Directions: Each record below is to be set down again precisely.

(Records contained in a dataset)
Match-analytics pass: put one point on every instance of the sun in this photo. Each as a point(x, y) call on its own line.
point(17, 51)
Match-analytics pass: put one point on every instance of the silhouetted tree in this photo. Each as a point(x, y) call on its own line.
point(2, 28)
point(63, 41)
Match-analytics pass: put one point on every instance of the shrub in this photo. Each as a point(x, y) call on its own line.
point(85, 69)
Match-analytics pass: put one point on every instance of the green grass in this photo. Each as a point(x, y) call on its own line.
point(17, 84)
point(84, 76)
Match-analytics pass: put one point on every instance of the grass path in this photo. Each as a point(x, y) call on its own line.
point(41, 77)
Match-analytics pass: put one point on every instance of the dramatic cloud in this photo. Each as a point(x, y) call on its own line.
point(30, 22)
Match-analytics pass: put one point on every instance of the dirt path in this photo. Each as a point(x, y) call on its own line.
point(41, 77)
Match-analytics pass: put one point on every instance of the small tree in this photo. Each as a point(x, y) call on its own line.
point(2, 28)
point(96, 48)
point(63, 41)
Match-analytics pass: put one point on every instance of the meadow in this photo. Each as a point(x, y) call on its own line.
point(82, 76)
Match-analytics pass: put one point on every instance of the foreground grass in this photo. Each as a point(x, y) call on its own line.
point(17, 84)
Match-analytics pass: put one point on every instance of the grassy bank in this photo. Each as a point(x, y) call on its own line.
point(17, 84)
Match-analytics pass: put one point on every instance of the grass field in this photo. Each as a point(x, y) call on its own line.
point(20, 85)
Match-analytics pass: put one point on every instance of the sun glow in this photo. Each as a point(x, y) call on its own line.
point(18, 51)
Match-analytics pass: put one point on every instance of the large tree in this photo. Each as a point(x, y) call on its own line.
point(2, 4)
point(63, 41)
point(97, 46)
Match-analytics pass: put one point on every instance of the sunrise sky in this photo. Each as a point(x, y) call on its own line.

Response area:
Match-analytics pass: put one point on every instance of the sun in this photo. Each as a point(x, y) call on its own line.
point(17, 51)
Match-analytics pass: put one point on every instance of the silhouetted tree in this photo. Each as a point(x, y) call on its own line.
point(2, 28)
point(63, 41)
Match-analytics pass: put one point on every instance of the shrub in this photo. Each as a point(x, y) call on its own line.
point(85, 69)
Match-analytics pass: put one point on every instance of the green grass in this photo. Each as a point(x, y) call on its own line.
point(17, 84)
point(84, 76)
Match-analytics pass: put one point on every instance of the grass path in this photo. Each as a point(x, y) call on its own line.
point(41, 77)
Match-analytics pass: put one point on every instance of the dramatic cloud in this photo. Each as a point(x, y) call on its own line.
point(30, 22)
Match-analytics pass: put one point on every instance of the dirt path in this photo. Each as a point(x, y) call on its own line.
point(41, 77)
Match-analytics pass: put one point on every instance of the small tree in this photo. Each as a point(x, y) call on its own line.
point(2, 28)
point(96, 48)
point(63, 41)
Match-analytics pass: put one point on every instance of the meadow in this photo. Each as a point(x, y) call on its own line.
point(82, 76)
Match-analytics pass: put one point on every instance of the foreground grass in this photo. Each as a point(x, y) call on its own line.
point(17, 84)
Match-analytics pass: put one point on every instance of the grassy bank in this photo. Each as a point(x, y) call on its own line.
point(17, 84)
Match-analytics pass: put one point on every instance of the grass field in this photo. Each as a point(x, y) call on its own line.
point(20, 85)
Match-analytics pass: put one point on every instance of the sun glow in this photo. Each as a point(x, y) call on its own line.
point(18, 51)
Match-analytics pass: put one point on every instance of the large tree in this photo. Each as a point(x, y) call on its own line.
point(2, 4)
point(63, 41)
point(97, 46)
Match-analytics pass: put one point on every instance of the sunrise sky in this photo. Each as a point(x, y) call on its own line.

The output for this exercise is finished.